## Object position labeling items
_____

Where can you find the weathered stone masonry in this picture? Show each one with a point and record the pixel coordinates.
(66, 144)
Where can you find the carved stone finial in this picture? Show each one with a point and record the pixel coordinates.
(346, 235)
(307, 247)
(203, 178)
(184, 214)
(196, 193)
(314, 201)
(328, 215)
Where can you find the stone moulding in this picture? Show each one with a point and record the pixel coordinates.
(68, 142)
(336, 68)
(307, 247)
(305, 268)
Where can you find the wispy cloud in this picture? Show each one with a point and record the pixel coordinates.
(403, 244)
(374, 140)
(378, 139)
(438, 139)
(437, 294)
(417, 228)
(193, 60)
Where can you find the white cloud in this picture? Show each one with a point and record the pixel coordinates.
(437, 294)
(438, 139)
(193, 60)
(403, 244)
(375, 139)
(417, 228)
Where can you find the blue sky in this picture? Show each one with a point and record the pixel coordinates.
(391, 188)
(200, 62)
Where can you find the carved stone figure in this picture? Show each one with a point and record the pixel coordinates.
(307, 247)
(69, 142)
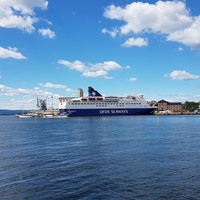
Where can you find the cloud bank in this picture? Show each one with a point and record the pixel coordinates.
(172, 19)
(93, 70)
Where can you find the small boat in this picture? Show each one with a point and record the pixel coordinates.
(24, 116)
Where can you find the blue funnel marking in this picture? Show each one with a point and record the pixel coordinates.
(92, 92)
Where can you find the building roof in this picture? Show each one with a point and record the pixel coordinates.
(169, 103)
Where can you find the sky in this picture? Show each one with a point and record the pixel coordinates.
(49, 49)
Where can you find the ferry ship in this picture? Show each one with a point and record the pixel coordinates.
(97, 105)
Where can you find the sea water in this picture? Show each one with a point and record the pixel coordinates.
(133, 157)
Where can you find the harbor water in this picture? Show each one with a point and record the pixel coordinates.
(129, 157)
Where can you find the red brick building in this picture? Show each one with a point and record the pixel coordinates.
(172, 106)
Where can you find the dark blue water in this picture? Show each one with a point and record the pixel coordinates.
(139, 157)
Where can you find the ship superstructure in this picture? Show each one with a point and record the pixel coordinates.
(97, 105)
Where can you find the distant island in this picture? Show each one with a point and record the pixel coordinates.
(11, 112)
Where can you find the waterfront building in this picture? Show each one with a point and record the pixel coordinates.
(164, 105)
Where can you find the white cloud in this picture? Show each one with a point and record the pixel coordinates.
(132, 79)
(92, 70)
(182, 75)
(180, 49)
(170, 18)
(51, 85)
(140, 42)
(20, 13)
(11, 53)
(189, 36)
(112, 33)
(47, 33)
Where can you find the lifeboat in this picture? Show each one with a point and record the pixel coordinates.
(84, 99)
(91, 98)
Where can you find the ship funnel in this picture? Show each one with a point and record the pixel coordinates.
(92, 92)
(80, 92)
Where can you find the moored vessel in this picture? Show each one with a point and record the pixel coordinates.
(97, 105)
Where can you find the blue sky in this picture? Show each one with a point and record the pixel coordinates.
(49, 49)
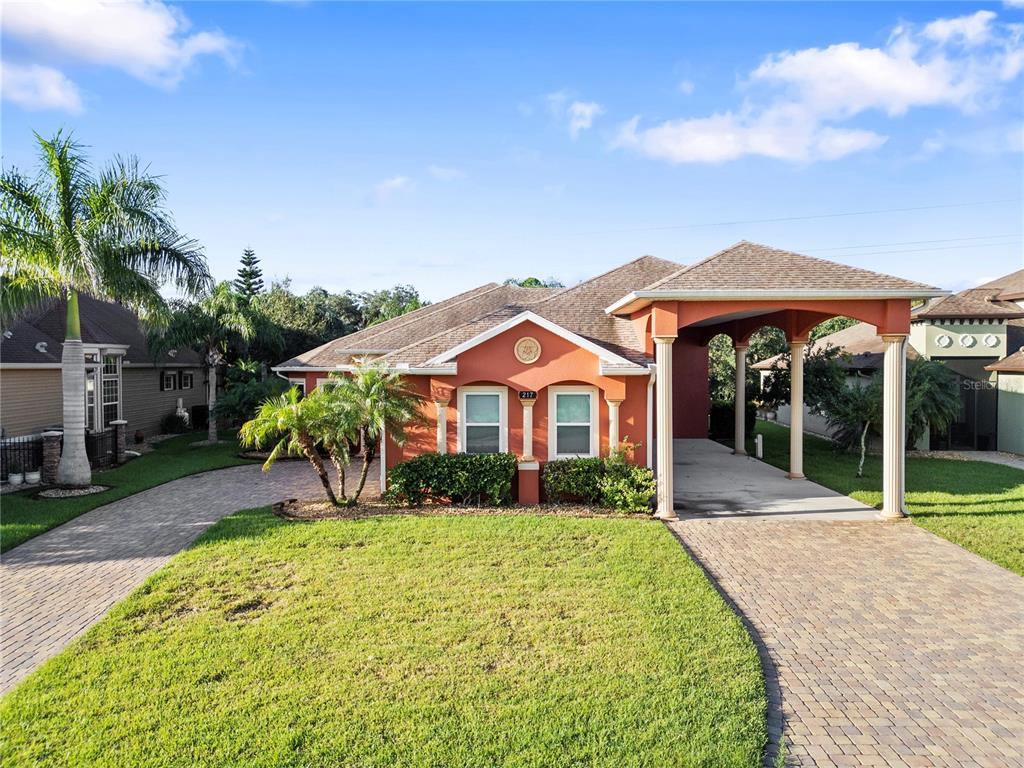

_____

## Aim
Gather every line in the items above that contains the word "cloud".

## Complete output
Where can you find the wispy cloud in this picture? Show each one with a point and record the pixel coordinates.
Where can you find the white cloud in this picture? Show each one with a point and record the pixel coordinates.
Where can you find the cloud bank in this picture? Show each one with a point and record the pixel coordinates.
Where can you find the white cloud in this picture? Show each one with a point and record the pixel coordinates.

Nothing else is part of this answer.